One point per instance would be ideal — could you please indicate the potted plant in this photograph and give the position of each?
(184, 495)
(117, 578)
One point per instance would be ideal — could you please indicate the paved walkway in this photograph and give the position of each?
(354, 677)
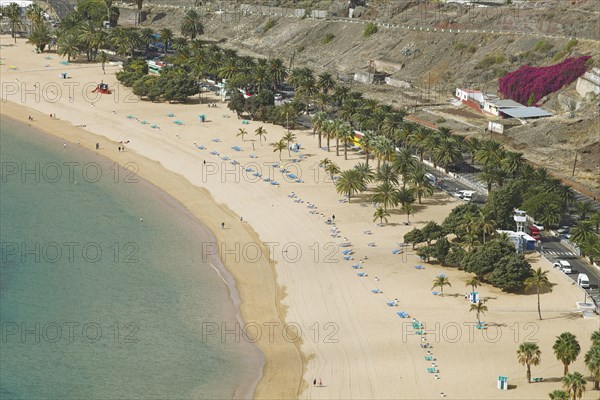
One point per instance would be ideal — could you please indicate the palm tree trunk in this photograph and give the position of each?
(539, 310)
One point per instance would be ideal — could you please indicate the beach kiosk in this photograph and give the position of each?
(503, 383)
(102, 88)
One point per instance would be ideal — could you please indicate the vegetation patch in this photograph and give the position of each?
(328, 38)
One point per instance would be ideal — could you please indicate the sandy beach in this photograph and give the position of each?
(303, 303)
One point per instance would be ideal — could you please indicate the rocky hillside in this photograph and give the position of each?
(431, 64)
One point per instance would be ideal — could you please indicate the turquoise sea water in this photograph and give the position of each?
(95, 303)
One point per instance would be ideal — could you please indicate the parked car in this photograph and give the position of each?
(564, 266)
(583, 281)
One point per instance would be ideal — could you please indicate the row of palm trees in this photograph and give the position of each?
(566, 349)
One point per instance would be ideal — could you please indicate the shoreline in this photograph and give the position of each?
(66, 131)
(348, 336)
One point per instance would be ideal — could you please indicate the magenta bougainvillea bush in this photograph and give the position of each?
(529, 84)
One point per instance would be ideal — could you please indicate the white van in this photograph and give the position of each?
(583, 281)
(564, 266)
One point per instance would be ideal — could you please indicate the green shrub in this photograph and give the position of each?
(328, 38)
(570, 44)
(542, 46)
(370, 29)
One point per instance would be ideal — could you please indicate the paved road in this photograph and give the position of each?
(554, 251)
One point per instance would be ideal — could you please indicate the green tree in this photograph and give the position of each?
(166, 37)
(380, 214)
(474, 282)
(584, 208)
(419, 181)
(261, 133)
(349, 183)
(566, 349)
(539, 281)
(332, 169)
(290, 138)
(441, 281)
(386, 194)
(529, 354)
(414, 237)
(510, 273)
(575, 385)
(278, 146)
(191, 25)
(479, 308)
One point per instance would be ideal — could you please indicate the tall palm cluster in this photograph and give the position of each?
(566, 350)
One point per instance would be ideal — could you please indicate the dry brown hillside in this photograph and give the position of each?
(434, 63)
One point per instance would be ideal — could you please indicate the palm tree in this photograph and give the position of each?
(381, 214)
(512, 163)
(419, 181)
(558, 395)
(317, 122)
(166, 37)
(441, 281)
(592, 361)
(35, 13)
(386, 174)
(386, 194)
(584, 208)
(139, 4)
(242, 132)
(278, 146)
(529, 354)
(13, 12)
(104, 58)
(68, 45)
(575, 385)
(332, 169)
(289, 137)
(540, 281)
(408, 208)
(479, 308)
(403, 164)
(260, 132)
(349, 183)
(191, 24)
(365, 172)
(473, 282)
(346, 134)
(566, 349)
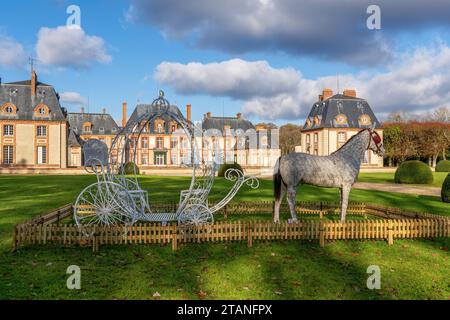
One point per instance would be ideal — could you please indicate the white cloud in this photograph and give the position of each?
(70, 47)
(235, 78)
(417, 81)
(330, 29)
(12, 53)
(72, 98)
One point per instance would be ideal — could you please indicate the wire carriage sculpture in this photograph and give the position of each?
(118, 199)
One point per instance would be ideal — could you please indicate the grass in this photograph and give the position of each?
(411, 269)
(388, 177)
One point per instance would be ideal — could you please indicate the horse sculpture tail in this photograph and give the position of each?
(277, 180)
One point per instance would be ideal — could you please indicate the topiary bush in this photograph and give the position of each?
(413, 171)
(129, 168)
(443, 166)
(224, 167)
(445, 192)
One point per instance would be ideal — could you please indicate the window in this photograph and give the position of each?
(144, 159)
(159, 128)
(8, 130)
(42, 154)
(159, 143)
(8, 108)
(41, 131)
(173, 142)
(8, 154)
(144, 143)
(87, 127)
(366, 157)
(41, 110)
(159, 159)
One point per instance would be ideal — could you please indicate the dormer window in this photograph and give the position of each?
(365, 120)
(9, 108)
(341, 119)
(41, 110)
(87, 127)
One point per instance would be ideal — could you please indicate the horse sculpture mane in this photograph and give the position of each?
(337, 170)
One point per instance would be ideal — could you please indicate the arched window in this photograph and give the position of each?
(41, 110)
(8, 108)
(87, 127)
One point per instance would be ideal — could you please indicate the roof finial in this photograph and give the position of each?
(337, 84)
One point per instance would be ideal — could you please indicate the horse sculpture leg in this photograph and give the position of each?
(276, 215)
(292, 193)
(345, 192)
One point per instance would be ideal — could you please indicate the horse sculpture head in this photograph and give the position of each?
(375, 142)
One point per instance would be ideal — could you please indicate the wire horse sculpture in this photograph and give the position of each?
(118, 199)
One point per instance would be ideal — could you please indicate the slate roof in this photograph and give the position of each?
(73, 140)
(219, 123)
(98, 120)
(352, 107)
(19, 93)
(142, 109)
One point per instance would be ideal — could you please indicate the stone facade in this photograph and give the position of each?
(33, 128)
(333, 120)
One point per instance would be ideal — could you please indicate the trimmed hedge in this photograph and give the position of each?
(413, 171)
(445, 192)
(443, 166)
(129, 168)
(224, 167)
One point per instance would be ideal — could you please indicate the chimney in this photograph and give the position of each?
(327, 93)
(33, 83)
(350, 93)
(124, 114)
(188, 111)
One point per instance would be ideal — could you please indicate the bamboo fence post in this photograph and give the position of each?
(321, 234)
(15, 239)
(174, 241)
(390, 233)
(249, 236)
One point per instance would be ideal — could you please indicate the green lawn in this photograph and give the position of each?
(273, 270)
(388, 177)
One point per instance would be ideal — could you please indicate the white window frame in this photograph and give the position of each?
(8, 130)
(41, 131)
(42, 155)
(8, 154)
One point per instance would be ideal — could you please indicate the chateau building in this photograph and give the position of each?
(33, 126)
(333, 120)
(235, 139)
(36, 132)
(84, 126)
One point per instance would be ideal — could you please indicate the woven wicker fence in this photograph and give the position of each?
(47, 229)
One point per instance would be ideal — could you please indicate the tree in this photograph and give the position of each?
(290, 137)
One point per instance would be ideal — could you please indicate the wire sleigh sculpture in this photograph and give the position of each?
(118, 199)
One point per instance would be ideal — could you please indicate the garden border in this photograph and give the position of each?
(396, 224)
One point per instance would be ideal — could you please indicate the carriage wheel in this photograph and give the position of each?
(104, 203)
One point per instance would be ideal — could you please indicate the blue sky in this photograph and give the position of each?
(391, 67)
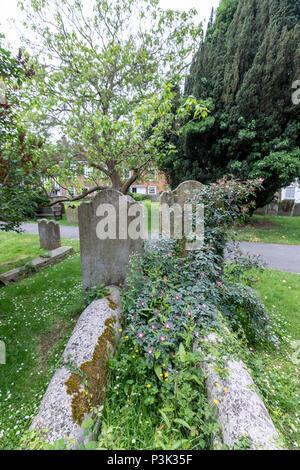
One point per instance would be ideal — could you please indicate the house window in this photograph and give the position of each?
(152, 174)
(290, 192)
(87, 171)
(126, 174)
(152, 190)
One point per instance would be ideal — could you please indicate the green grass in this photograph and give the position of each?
(283, 230)
(37, 316)
(17, 249)
(274, 369)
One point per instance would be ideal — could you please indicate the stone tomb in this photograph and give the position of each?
(111, 229)
(49, 232)
(173, 226)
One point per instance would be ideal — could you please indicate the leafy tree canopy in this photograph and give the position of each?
(244, 69)
(105, 71)
(20, 152)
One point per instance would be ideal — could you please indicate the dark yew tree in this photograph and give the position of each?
(245, 70)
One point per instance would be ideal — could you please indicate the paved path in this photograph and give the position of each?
(281, 257)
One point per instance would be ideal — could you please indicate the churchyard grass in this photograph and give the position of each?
(37, 316)
(277, 371)
(283, 230)
(17, 249)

===

EXERCISE GOAL — All of the listing above must be output exactly, except for its pictures.

EXERCISE RESPONSE —
One point per instance would be ideal — could you please indicate the potted plant in this photograph and give the position of each?
(184, 495)
(117, 578)
One point per instance would be ideal — could you please indicate the paved walkway in this photograph and give the position of each?
(354, 677)
One point per instance would be ideal — could you please indicate the palm tree trunk in this photograph and give the position of each?
(539, 310)
One point per instance would be ideal — could you please indicate the beach kiosk in this photograph and give the position of each?
(503, 383)
(102, 88)
One point per instance would be ideal — could you please indicate the vegetation patch in this photograph and give the position of each?
(328, 38)
One point per instance would be ideal — could you please indicate the sandy beach in this photograph and give the position of each?
(303, 303)
One point per instance would be ideal — could you please indicate the rocky hillside in this photograph and give the position of each?
(431, 64)
One point per instance would be ideal — could you please indicate the turquoise sea water in this photograph and give the position of each?
(95, 303)
One point per instance would be ideal — could you please indicate the parked car in this photograph and give the position of each?
(564, 266)
(583, 281)
One point per instance would be ideal — could you please indicate the row of palm trees in this photograph and give the position of each?
(566, 349)
One point per instance would be ideal — could you please indicate the shoreline in this photograph and give the position of each?
(66, 131)
(348, 336)
One point per instance would be ideal — could you please indicate the magenta bougainvillea bush in this photograph and give the position of each?
(529, 84)
One point per instance would be ideal — could you please indicate the white van in this photograph and give the position of each?
(583, 281)
(564, 266)
One point per instance would be ideal — could you please indicate the green shrub in this photograph and give the position of each?
(328, 38)
(570, 44)
(542, 46)
(370, 29)
One point per instance would be ideal — could you please indicate the paved road in this photograph and give the position of each?
(554, 251)
One point per instance would be ideal — could you please indicate the green tree in this photograph and give the position of each?
(166, 37)
(380, 214)
(474, 282)
(584, 208)
(419, 181)
(261, 133)
(349, 183)
(566, 349)
(539, 281)
(332, 169)
(290, 138)
(441, 281)
(386, 194)
(529, 354)
(414, 237)
(510, 273)
(575, 385)
(278, 146)
(191, 25)
(479, 308)
One point per instance would be ideal — could you please indicate the tall palm cluster in this photograph and give the position of each?
(566, 350)
One point per instance would be ideal — could you please indicate the dry brown hillside in this photograph and give the position of each?
(434, 63)
One point per instance would be ideal — could you please indicate the palm tree in this photograph and give the position of each?
(381, 214)
(512, 163)
(419, 181)
(558, 395)
(317, 122)
(166, 37)
(441, 281)
(592, 361)
(35, 13)
(386, 174)
(386, 194)
(584, 208)
(139, 4)
(242, 132)
(278, 146)
(529, 354)
(13, 12)
(104, 58)
(68, 45)
(575, 385)
(332, 169)
(289, 137)
(540, 281)
(408, 208)
(479, 308)
(403, 164)
(260, 132)
(349, 183)
(191, 24)
(365, 172)
(473, 282)
(346, 134)
(566, 349)
One point per instance would be ideal — could you please indicate the white cloud in this photograph and give the position of each?
(70, 47)
(235, 78)
(417, 81)
(330, 29)
(12, 53)
(72, 98)
One point per instance would be ideal — could you please indicate the wire carriage sculpture in this photograph and give the position of each?
(118, 199)
One point per instance would be ideal — could you please indicate the grass in this photograph and give the position of each?
(411, 269)
(388, 177)
One point per instance would be ideal — could you please indicate the horse sculpture tail in this photograph and give the position of each?
(277, 180)
One point per instance would be ideal — could you please indicate the topiary bush in this photograph and give the position of each?
(413, 171)
(129, 168)
(443, 166)
(224, 167)
(445, 192)
One point per instance would be ideal — could you please indicate the window in this photograph and give the position of each?
(144, 159)
(159, 128)
(8, 130)
(42, 154)
(159, 143)
(8, 108)
(41, 131)
(173, 142)
(8, 154)
(144, 143)
(87, 127)
(366, 157)
(41, 110)
(159, 159)
One point per instance would be ideal — could you please indicate the dormer window in this photograph and give the position of each?
(365, 120)
(9, 108)
(341, 119)
(41, 110)
(87, 127)
One point per instance would be ideal — could you please indicate the horse sculpture mane in this photograph and give the position of each?
(337, 170)
One point per instance would be ideal — could you please indicate the arched window in this photograph and give the position of each?
(41, 110)
(8, 108)
(87, 127)
One point per instance would be ideal — could you please indicate the roof finial in this photograph and give the position of each?
(337, 84)
One point per instance would be ideal — could you please indicate the horse sculpture leg in this photograph and give the position of each?
(276, 215)
(292, 193)
(345, 192)
One point per instance would be ideal — could you please indicate the horse sculpture head in this photograph and give the position of each?
(375, 142)
One point per instance would be ideal — could you please indicate the wire horse sculpture in this photograph and give the position of each?
(118, 199)
One point per instance would be ideal — could you please indicate the slate roof in this photograph and give the position of each?
(73, 140)
(219, 123)
(98, 120)
(352, 107)
(19, 93)
(142, 109)
One point per instance would be ideal — could you please indicate the stone facade in this photograph and give the position of each?
(33, 128)
(333, 120)
One point per instance would be ideal — could you please indicate the trimmed hedge in this photograph and give the position of each?
(413, 171)
(445, 192)
(443, 166)
(129, 168)
(224, 167)
One point per instance would be ideal — could you please indicate the chimney in this photograph and give the position of each?
(327, 93)
(33, 83)
(350, 93)
(124, 114)
(188, 111)
One point per instance would be ideal — could you please indicate the bamboo fence post in this photograph and give the position of each?
(321, 234)
(15, 239)
(174, 241)
(390, 233)
(249, 236)
One point per instance would be ideal — could you please indicate the green lawn in this photograph and give the position of each?
(273, 270)
(388, 177)
One point per instance would be ideal — could you please indicate the white window frame in this photograph and give the position of each?
(8, 130)
(41, 131)
(42, 155)
(8, 154)
One point per instance would be ideal — could you please indicate the chateau building in this photograph and give the position of each?
(33, 126)
(333, 120)
(235, 139)
(36, 132)
(84, 126)
One point per instance would be ideal — could you please indicate the woven wicker fence in this photograph and give the position of each?
(47, 229)
One point per instance would be ideal — could you please indicate the tree in this photograph and give the position of each?
(290, 137)
One point per instance would be ideal — could you please indicate the wire sleigh sculpture in this photograph and give the position of each?
(118, 199)
One point per instance would be ideal — could you please indicate the garden border in this photograph and give the position of each?
(396, 224)
One point per instance would be ideal — could you please indicate the carriage wheel in this photograph and give the position of each?
(104, 203)
One point per instance would be ideal — could you please indicate the blue sky in this photograph and give the position of each?
(391, 67)
One point per instance would be ideal — could you please indicate the house window in this photograph and give the position of each?
(152, 174)
(290, 192)
(87, 171)
(126, 174)
(152, 190)
One point per instance would be ideal — could you please indicate the green grass in this photograph and give the position of each?
(283, 230)
(37, 316)
(17, 249)
(274, 369)
One point per instance would be ideal — could you please indicate the stone tomb in this photograph and give the position of each?
(111, 229)
(49, 232)
(173, 226)
One point per instance would be ideal — could you please indicate the leafy tree canopy in this photograph and give the position of each?
(244, 69)
(105, 71)
(20, 152)
One point per instance would be ideal — could you please indicate the dark yew tree in this photograph and give the position of each?
(245, 70)
One point per instance would be ideal — could you please indicate the paved path in this photograph and give the position of each?
(281, 257)
One point per instance would be ideal — could you please indicate the churchyard grass in this photograph and give the position of each?
(37, 316)
(277, 371)
(283, 230)
(17, 249)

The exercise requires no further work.